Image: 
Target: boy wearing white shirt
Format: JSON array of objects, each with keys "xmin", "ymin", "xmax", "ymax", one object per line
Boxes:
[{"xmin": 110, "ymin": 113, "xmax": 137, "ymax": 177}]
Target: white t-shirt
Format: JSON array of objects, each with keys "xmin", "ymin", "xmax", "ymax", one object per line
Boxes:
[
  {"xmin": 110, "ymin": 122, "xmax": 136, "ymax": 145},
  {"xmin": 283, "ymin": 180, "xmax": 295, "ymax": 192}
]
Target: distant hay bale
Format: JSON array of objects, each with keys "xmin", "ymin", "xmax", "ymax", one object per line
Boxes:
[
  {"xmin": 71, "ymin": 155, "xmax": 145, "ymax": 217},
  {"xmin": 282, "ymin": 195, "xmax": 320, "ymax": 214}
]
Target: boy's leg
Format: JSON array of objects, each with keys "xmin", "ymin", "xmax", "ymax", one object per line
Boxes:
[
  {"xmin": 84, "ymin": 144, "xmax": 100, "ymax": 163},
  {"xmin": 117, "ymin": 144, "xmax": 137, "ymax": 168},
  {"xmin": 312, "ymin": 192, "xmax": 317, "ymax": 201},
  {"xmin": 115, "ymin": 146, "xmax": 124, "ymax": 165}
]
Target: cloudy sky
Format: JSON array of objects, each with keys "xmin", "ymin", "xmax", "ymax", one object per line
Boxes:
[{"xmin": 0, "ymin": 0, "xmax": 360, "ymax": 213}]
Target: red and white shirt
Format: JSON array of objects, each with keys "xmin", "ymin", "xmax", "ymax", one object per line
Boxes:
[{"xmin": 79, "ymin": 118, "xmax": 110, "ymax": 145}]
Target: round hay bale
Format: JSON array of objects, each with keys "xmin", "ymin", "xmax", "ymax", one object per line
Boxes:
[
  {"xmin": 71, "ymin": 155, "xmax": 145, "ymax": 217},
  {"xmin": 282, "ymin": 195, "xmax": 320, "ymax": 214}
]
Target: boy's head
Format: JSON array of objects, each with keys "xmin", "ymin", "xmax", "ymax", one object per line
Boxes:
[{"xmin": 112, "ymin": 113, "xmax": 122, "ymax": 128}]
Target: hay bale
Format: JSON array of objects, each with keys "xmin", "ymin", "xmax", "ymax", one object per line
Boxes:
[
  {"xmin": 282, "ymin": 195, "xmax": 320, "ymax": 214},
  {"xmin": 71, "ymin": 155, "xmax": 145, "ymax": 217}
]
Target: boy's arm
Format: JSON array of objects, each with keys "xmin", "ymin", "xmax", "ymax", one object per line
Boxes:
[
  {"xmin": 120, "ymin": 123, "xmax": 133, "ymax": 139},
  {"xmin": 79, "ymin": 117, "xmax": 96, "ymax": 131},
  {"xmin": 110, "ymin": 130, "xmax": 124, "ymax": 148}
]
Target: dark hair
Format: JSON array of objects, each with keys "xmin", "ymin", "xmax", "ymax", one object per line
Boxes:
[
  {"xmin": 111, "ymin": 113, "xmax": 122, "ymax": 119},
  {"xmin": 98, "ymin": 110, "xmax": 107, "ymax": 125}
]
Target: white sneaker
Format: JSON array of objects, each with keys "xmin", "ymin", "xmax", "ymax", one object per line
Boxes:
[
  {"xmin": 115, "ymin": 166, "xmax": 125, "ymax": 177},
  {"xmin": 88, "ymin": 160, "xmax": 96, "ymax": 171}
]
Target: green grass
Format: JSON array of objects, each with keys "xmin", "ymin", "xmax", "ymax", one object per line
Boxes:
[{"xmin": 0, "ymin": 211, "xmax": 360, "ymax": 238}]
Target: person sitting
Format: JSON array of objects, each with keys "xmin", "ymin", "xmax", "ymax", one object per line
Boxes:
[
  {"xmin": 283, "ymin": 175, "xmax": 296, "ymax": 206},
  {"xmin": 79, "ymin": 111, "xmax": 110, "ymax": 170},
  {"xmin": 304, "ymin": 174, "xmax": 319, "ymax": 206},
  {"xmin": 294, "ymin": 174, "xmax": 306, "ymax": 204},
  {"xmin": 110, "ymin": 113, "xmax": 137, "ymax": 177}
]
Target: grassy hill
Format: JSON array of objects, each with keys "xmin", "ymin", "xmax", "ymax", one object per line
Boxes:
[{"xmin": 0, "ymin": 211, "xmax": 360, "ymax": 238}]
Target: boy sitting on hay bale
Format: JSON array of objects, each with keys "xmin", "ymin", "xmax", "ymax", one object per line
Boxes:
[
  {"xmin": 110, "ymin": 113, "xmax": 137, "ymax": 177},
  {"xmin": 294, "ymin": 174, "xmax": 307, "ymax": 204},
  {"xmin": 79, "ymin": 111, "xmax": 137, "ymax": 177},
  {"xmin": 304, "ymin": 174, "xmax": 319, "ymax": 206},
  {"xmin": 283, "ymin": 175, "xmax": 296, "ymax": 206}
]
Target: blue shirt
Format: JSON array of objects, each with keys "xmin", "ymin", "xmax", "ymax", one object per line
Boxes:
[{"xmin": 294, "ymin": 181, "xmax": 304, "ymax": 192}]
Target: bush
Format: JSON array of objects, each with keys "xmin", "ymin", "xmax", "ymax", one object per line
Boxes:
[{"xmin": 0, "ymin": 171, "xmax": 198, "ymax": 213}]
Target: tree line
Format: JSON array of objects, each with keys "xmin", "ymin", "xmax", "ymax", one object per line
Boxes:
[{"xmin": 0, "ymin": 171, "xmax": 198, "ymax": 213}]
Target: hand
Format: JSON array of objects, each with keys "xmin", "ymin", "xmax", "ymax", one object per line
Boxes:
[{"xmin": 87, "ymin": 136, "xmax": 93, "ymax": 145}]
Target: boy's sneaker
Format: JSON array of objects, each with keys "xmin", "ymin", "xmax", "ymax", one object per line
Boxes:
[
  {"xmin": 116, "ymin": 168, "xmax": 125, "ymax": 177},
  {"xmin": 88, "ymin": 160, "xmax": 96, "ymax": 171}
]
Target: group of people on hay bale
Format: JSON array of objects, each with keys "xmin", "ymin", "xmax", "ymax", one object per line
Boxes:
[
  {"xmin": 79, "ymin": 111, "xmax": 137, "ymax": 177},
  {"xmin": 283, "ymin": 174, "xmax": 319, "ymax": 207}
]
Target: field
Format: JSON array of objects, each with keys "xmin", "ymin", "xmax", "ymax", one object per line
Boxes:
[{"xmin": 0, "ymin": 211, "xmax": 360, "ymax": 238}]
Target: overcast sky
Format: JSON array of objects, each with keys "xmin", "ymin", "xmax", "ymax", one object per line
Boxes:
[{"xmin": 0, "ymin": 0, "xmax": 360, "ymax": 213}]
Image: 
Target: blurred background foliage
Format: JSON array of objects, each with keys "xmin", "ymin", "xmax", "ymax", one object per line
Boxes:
○ ○ ○ ○
- Instruction:
Each record above should be repeated exactly as it appears.

- Task response:
Image: 
Target: boy wearing white shirt
Format: JSON array of objects, each with keys "xmin", "ymin", "xmax", "ymax", one object per line
Boxes:
[{"xmin": 110, "ymin": 113, "xmax": 137, "ymax": 177}]
Target: white t-shirt
Format: JSON array of objects, each with keys "xmin", "ymin", "xmax", "ymax", one object per line
Boxes:
[
  {"xmin": 110, "ymin": 122, "xmax": 136, "ymax": 145},
  {"xmin": 283, "ymin": 180, "xmax": 295, "ymax": 192}
]
Target: distant hay bale
Format: JSON array of objects, each with keys "xmin", "ymin", "xmax", "ymax", one object per line
Boxes:
[
  {"xmin": 71, "ymin": 155, "xmax": 145, "ymax": 217},
  {"xmin": 282, "ymin": 195, "xmax": 320, "ymax": 214}
]
Target: boy's leg
Format: JSON array of objects, each with keys "xmin", "ymin", "xmax", "ymax", one object per line
Boxes:
[
  {"xmin": 84, "ymin": 144, "xmax": 100, "ymax": 163},
  {"xmin": 117, "ymin": 144, "xmax": 137, "ymax": 168},
  {"xmin": 312, "ymin": 192, "xmax": 317, "ymax": 201},
  {"xmin": 115, "ymin": 146, "xmax": 124, "ymax": 165}
]
Target: cloudy sky
Format: JSON array of objects, each with keys "xmin", "ymin", "xmax", "ymax", one object per line
Boxes:
[{"xmin": 0, "ymin": 0, "xmax": 360, "ymax": 213}]
Target: red and white shirt
Format: JSON array of objects, each with keys "xmin", "ymin", "xmax", "ymax", one object per line
Boxes:
[{"xmin": 79, "ymin": 118, "xmax": 110, "ymax": 145}]
Target: round hay bale
Format: JSON array of objects, each with keys "xmin", "ymin", "xmax", "ymax", one object per line
Boxes:
[
  {"xmin": 71, "ymin": 155, "xmax": 145, "ymax": 217},
  {"xmin": 282, "ymin": 195, "xmax": 320, "ymax": 214}
]
Target: boy's head
Format: JSON array of objects, each with keys "xmin", "ymin", "xmax", "ymax", one object per line
Boxes:
[{"xmin": 112, "ymin": 113, "xmax": 122, "ymax": 128}]
Target: hay bale
Format: JSON array of objects, each with keys "xmin", "ymin", "xmax", "ymax", one object per line
Boxes:
[
  {"xmin": 282, "ymin": 195, "xmax": 320, "ymax": 214},
  {"xmin": 71, "ymin": 155, "xmax": 145, "ymax": 217}
]
Target: boy's arm
Format: JSON array of objects, each with keys "xmin", "ymin", "xmax", "ymax", one object per line
Boxes:
[
  {"xmin": 120, "ymin": 123, "xmax": 133, "ymax": 139},
  {"xmin": 79, "ymin": 117, "xmax": 96, "ymax": 131},
  {"xmin": 110, "ymin": 130, "xmax": 124, "ymax": 148}
]
Target: dark hair
Format: JSON array of objects, each with keys "xmin", "ymin", "xmax", "ymax", one object per line
Boxes:
[
  {"xmin": 111, "ymin": 113, "xmax": 122, "ymax": 119},
  {"xmin": 98, "ymin": 110, "xmax": 107, "ymax": 125}
]
Target: white sneaker
Format: JSON array of objects, each with keys "xmin", "ymin", "xmax", "ymax", one object per line
Boxes:
[
  {"xmin": 115, "ymin": 166, "xmax": 125, "ymax": 177},
  {"xmin": 88, "ymin": 160, "xmax": 96, "ymax": 171}
]
Target: green grass
Format: JSON array of objects, each with keys "xmin", "ymin", "xmax", "ymax", one object per line
Boxes:
[{"xmin": 0, "ymin": 211, "xmax": 360, "ymax": 238}]
Target: person sitting
Format: JSON array of objects, each with keys "xmin", "ymin", "xmax", "ymax", one object per line
Boxes:
[
  {"xmin": 283, "ymin": 175, "xmax": 296, "ymax": 206},
  {"xmin": 79, "ymin": 111, "xmax": 110, "ymax": 170},
  {"xmin": 304, "ymin": 174, "xmax": 319, "ymax": 206},
  {"xmin": 294, "ymin": 174, "xmax": 306, "ymax": 204},
  {"xmin": 110, "ymin": 113, "xmax": 137, "ymax": 177}
]
Target: grassy hill
Format: JSON array of objects, each with keys "xmin", "ymin", "xmax", "ymax", one object per line
Boxes:
[{"xmin": 0, "ymin": 211, "xmax": 360, "ymax": 238}]
Target: boy sitting on hay bale
Format: JSON array of objects, each with keys "xmin", "ymin", "xmax", "ymax", one object per line
Boxes:
[
  {"xmin": 110, "ymin": 113, "xmax": 137, "ymax": 177},
  {"xmin": 294, "ymin": 174, "xmax": 307, "ymax": 204},
  {"xmin": 79, "ymin": 111, "xmax": 137, "ymax": 177},
  {"xmin": 304, "ymin": 174, "xmax": 319, "ymax": 206},
  {"xmin": 283, "ymin": 175, "xmax": 296, "ymax": 206}
]
Target: blue shirt
Format: JSON array of objects, each with keys "xmin", "ymin", "xmax", "ymax", one object per line
Boxes:
[{"xmin": 294, "ymin": 181, "xmax": 304, "ymax": 192}]
Target: bush
Format: JSON array of objects, each with keys "xmin", "ymin", "xmax", "ymax", one object per line
Boxes:
[{"xmin": 0, "ymin": 171, "xmax": 198, "ymax": 213}]
Target: tree line
Format: JSON array of objects, each with keys "xmin", "ymin", "xmax", "ymax", one object per line
Boxes:
[{"xmin": 0, "ymin": 171, "xmax": 198, "ymax": 213}]
Target: hand
Format: JSON array of objects, each with keys "xmin", "ymin", "xmax", "ymax", one object per line
Boxes:
[{"xmin": 87, "ymin": 136, "xmax": 93, "ymax": 145}]
Target: boy's sneaker
Format: JSON array of objects, each with keys "xmin", "ymin", "xmax", "ymax", one object per line
Boxes:
[
  {"xmin": 116, "ymin": 168, "xmax": 125, "ymax": 177},
  {"xmin": 88, "ymin": 160, "xmax": 96, "ymax": 171}
]
Target: group of people on hay bale
Format: JSON array of objects, each with keys "xmin", "ymin", "xmax", "ymax", one object per line
Boxes:
[
  {"xmin": 79, "ymin": 111, "xmax": 137, "ymax": 177},
  {"xmin": 283, "ymin": 174, "xmax": 319, "ymax": 207}
]
Target: field
Format: JSON array of objects, each with keys "xmin", "ymin", "xmax", "ymax", one object per line
Boxes:
[{"xmin": 0, "ymin": 211, "xmax": 360, "ymax": 238}]
Target: overcast sky
Format: JSON array of objects, each with keys "xmin", "ymin", "xmax", "ymax", one object per line
Boxes:
[{"xmin": 0, "ymin": 0, "xmax": 360, "ymax": 213}]
Image: 
Target: blurred background foliage
Format: JSON array of objects, each with keys "xmin", "ymin", "xmax", "ymax", one object per line
Boxes:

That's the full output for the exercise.